• Exercise description
The pictures do not go in the copy. Reproduce the rest of the entries exactly.
** Material to process follows **
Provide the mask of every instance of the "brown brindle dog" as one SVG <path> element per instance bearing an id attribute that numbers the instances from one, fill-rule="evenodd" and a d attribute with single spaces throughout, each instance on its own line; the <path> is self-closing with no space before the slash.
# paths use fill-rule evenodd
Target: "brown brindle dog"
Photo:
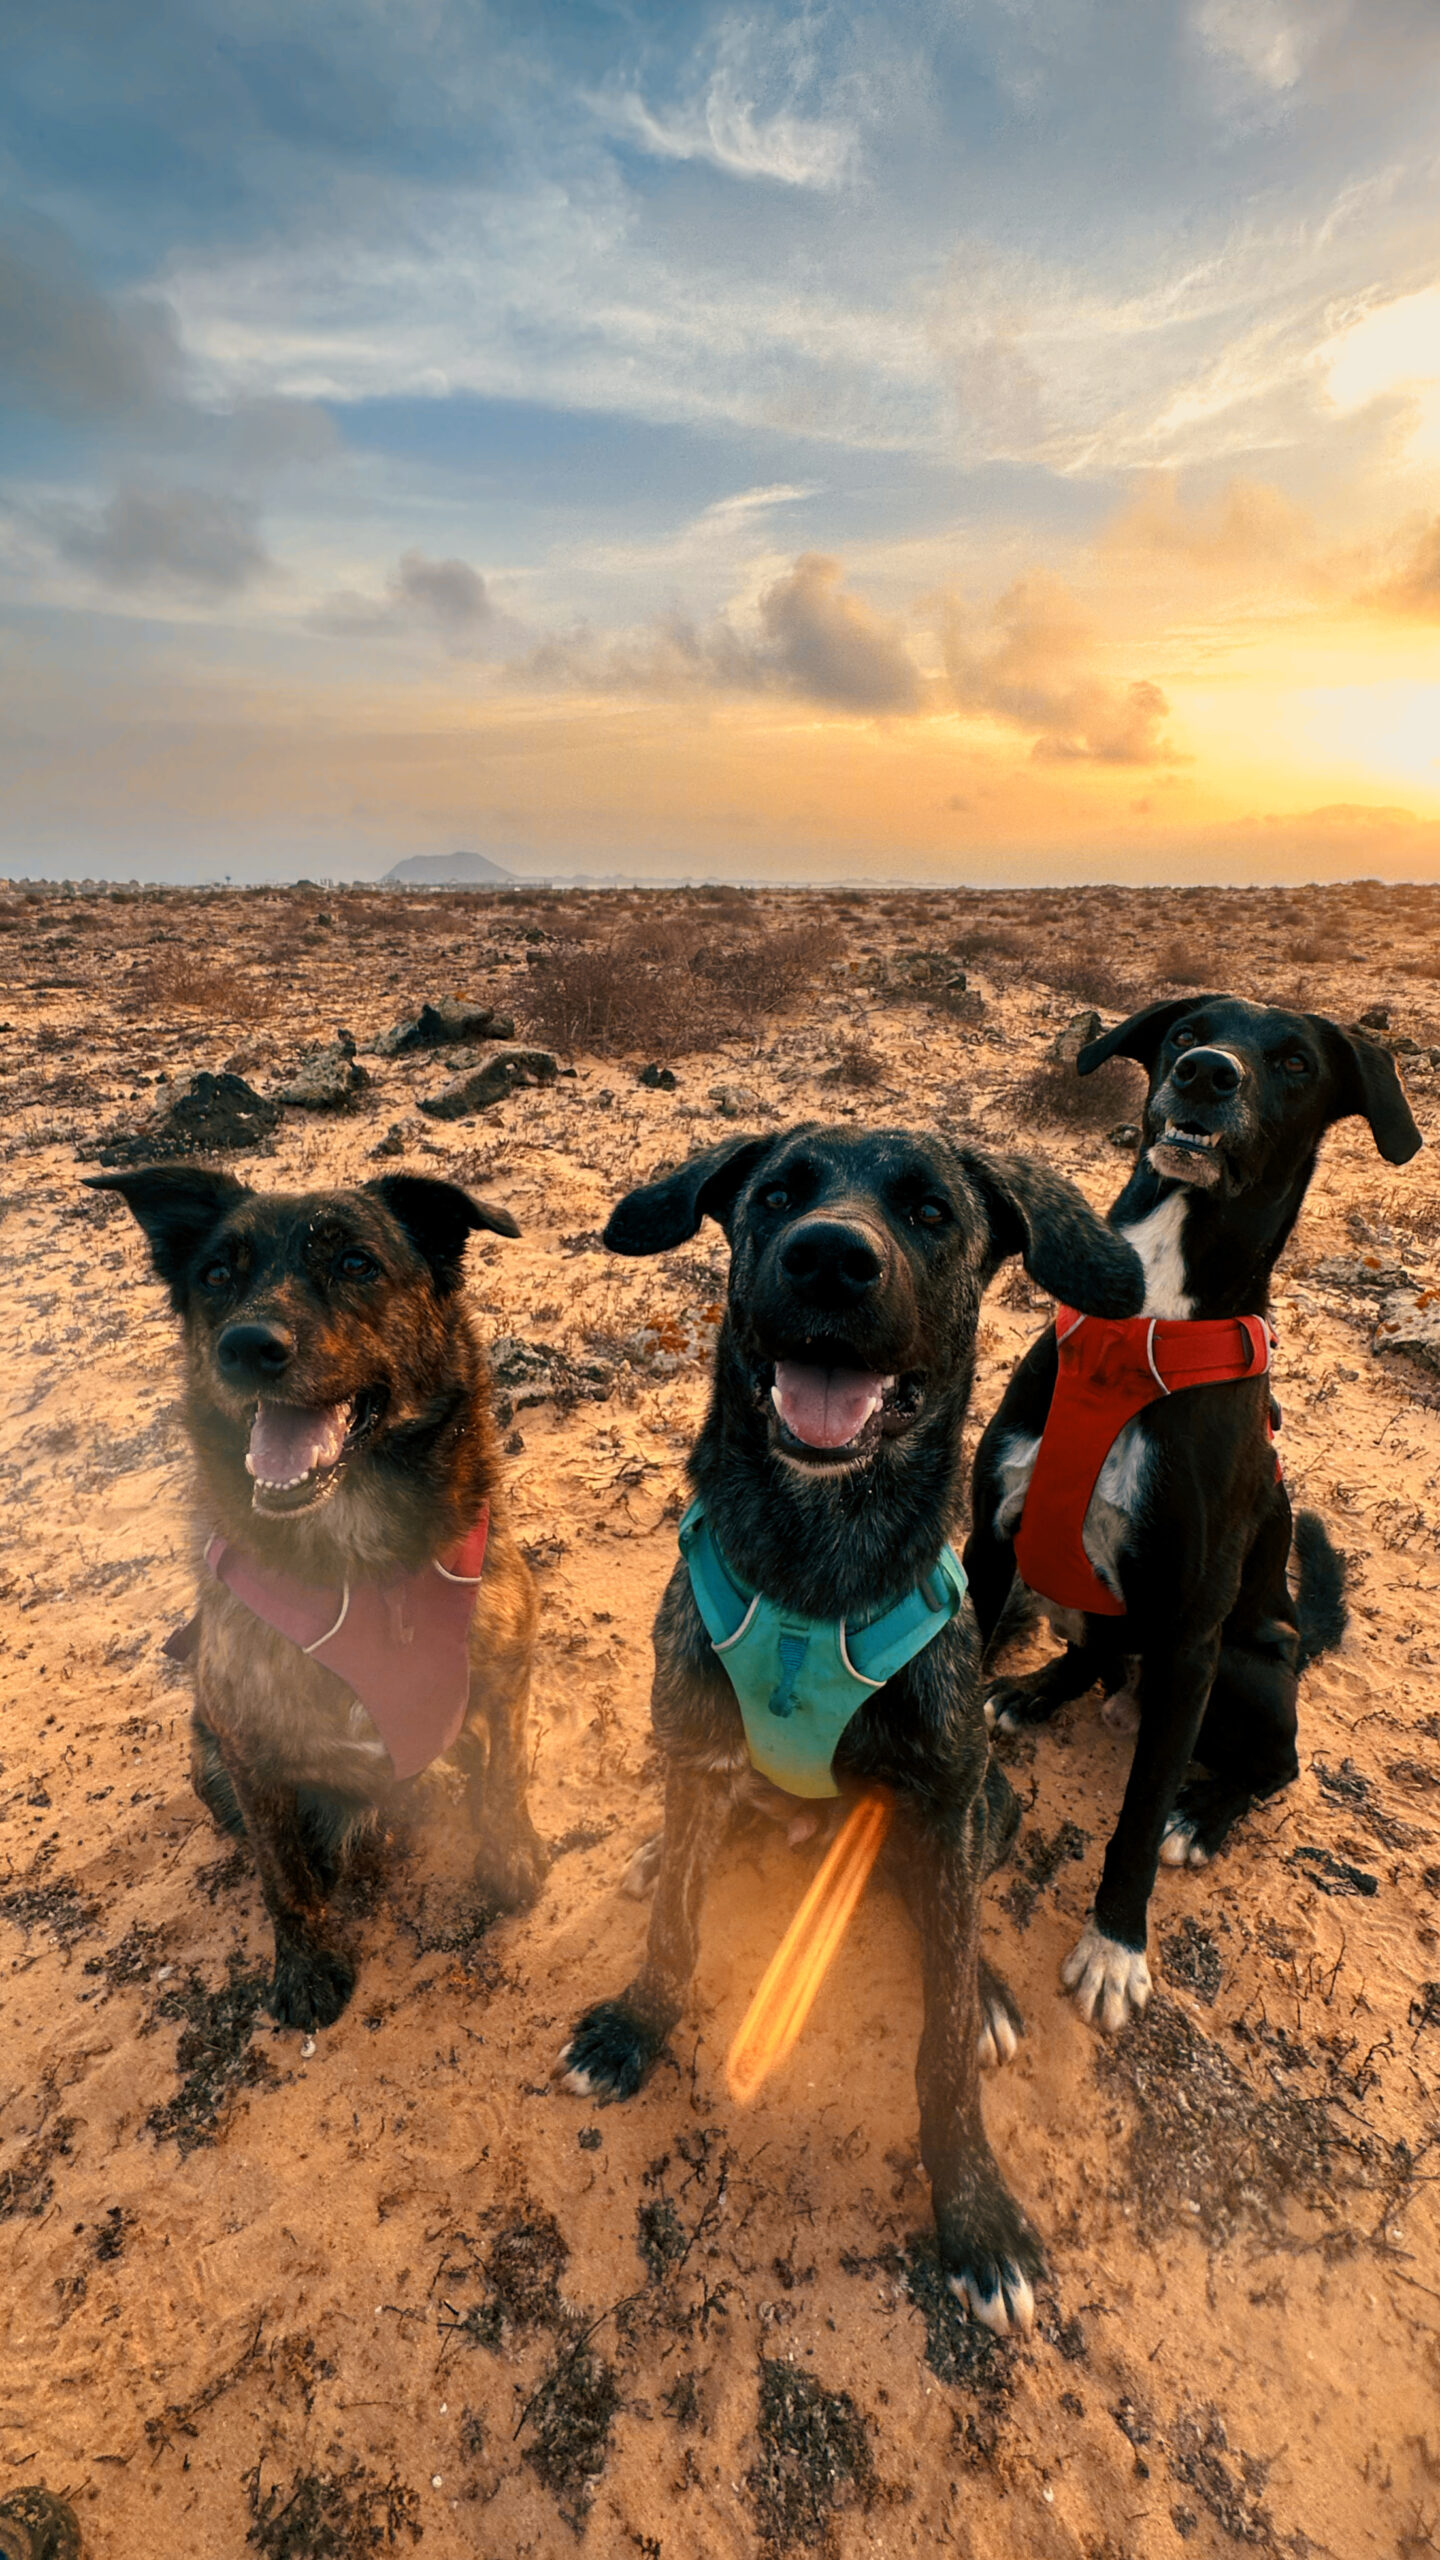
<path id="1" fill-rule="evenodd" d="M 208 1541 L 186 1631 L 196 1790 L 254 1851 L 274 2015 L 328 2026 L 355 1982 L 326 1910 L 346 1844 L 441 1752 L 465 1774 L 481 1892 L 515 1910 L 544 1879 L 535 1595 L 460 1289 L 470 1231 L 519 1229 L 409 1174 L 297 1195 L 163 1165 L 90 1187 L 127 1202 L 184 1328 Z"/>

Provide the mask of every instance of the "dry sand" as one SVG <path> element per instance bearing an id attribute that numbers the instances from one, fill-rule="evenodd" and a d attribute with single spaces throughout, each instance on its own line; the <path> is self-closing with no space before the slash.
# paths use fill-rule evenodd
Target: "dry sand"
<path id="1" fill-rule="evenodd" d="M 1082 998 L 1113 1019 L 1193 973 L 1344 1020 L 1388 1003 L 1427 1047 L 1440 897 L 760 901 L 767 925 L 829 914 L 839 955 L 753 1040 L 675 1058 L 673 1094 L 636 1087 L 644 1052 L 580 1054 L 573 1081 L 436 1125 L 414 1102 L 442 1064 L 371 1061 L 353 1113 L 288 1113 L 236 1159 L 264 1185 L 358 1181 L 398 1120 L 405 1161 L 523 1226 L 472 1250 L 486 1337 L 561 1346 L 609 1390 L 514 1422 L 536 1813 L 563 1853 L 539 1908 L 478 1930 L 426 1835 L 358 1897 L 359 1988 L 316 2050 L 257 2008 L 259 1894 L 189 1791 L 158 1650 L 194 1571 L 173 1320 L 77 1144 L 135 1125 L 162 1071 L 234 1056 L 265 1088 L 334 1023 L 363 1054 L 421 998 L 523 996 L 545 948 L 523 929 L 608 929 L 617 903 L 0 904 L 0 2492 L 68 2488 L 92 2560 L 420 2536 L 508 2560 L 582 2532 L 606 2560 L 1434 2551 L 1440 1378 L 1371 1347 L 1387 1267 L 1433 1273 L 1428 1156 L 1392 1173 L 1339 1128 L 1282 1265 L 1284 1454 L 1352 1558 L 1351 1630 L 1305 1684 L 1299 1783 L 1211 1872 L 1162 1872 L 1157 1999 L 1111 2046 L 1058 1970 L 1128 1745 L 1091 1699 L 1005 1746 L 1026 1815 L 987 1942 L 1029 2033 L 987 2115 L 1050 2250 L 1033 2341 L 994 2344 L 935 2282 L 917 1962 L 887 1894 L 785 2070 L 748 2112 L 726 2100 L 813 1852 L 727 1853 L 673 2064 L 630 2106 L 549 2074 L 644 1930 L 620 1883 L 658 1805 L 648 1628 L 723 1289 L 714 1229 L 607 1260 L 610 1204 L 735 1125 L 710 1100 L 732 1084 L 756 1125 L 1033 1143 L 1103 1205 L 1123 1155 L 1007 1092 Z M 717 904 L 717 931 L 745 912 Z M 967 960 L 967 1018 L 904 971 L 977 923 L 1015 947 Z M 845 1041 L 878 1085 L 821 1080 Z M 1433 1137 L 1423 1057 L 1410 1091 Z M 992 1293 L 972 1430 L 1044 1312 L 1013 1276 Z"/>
** End of Material to process **
• Expected answer
Provide the mask of every instance of the "brown brindle dog" as one SVG <path> element per instance bearing an id attribute that numbers the instances from one, fill-rule="evenodd" and a d attribute with single spaces throughout, each instance on its own line; the <path> is self-closing with no space before the slash.
# paths use fill-rule evenodd
Target: "brown brindle dog"
Photo:
<path id="1" fill-rule="evenodd" d="M 208 1541 L 186 1631 L 196 1790 L 254 1851 L 274 2015 L 328 2026 L 355 1982 L 326 1910 L 346 1844 L 441 1752 L 465 1774 L 481 1892 L 515 1910 L 544 1879 L 535 1595 L 460 1289 L 470 1231 L 519 1229 L 409 1174 L 297 1195 L 163 1165 L 90 1187 L 127 1202 L 184 1328 Z"/>

Provide the mask of every instance of the "dry sand" as one SVG <path> element per instance bearing an id attribute that numbers the instances from one, fill-rule="evenodd" and a d attribute with single spaces throughout, each instance on its own line; the <path> is self-closing with no space before the slash.
# paths use fill-rule evenodd
Target: "dry sand"
<path id="1" fill-rule="evenodd" d="M 1082 998 L 1113 1019 L 1193 973 L 1344 1020 L 1388 1003 L 1427 1047 L 1440 897 L 760 901 L 767 925 L 829 914 L 839 955 L 753 1040 L 675 1058 L 673 1094 L 636 1087 L 644 1052 L 580 1054 L 573 1081 L 436 1125 L 414 1102 L 442 1064 L 371 1061 L 353 1113 L 288 1113 L 236 1159 L 264 1185 L 358 1181 L 398 1120 L 405 1161 L 523 1226 L 472 1250 L 486 1337 L 561 1346 L 609 1390 L 514 1422 L 536 1813 L 563 1853 L 539 1908 L 478 1930 L 426 1835 L 358 1897 L 359 1988 L 316 2050 L 257 2008 L 259 1894 L 189 1791 L 158 1650 L 194 1571 L 173 1320 L 77 1144 L 135 1125 L 162 1071 L 234 1056 L 265 1088 L 334 1023 L 363 1054 L 421 998 L 523 996 L 545 948 L 523 929 L 608 929 L 617 903 L 0 904 L 0 2492 L 68 2488 L 92 2560 L 420 2536 L 508 2560 L 582 2532 L 606 2560 L 1434 2551 L 1440 1378 L 1371 1347 L 1387 1267 L 1433 1273 L 1428 1156 L 1392 1173 L 1339 1128 L 1282 1265 L 1284 1454 L 1352 1558 L 1351 1630 L 1305 1684 L 1299 1783 L 1211 1872 L 1162 1872 L 1157 1999 L 1111 2046 L 1058 1970 L 1128 1745 L 1091 1699 L 1005 1746 L 1026 1815 L 987 1942 L 1029 2033 L 987 2115 L 1050 2250 L 1033 2341 L 994 2344 L 935 2282 L 917 1962 L 887 1894 L 785 2070 L 748 2112 L 726 2100 L 813 1852 L 727 1853 L 673 2064 L 630 2106 L 549 2074 L 644 1930 L 620 1883 L 658 1805 L 648 1628 L 723 1289 L 714 1229 L 607 1260 L 610 1204 L 735 1125 L 710 1100 L 732 1084 L 756 1125 L 1033 1143 L 1103 1205 L 1123 1155 L 1007 1092 Z M 717 904 L 717 931 L 745 912 Z M 967 960 L 967 1018 L 904 971 L 977 923 L 1015 947 Z M 845 1041 L 878 1085 L 821 1080 Z M 1433 1137 L 1423 1057 L 1410 1091 Z M 992 1293 L 972 1430 L 1044 1312 L 1013 1276 Z"/>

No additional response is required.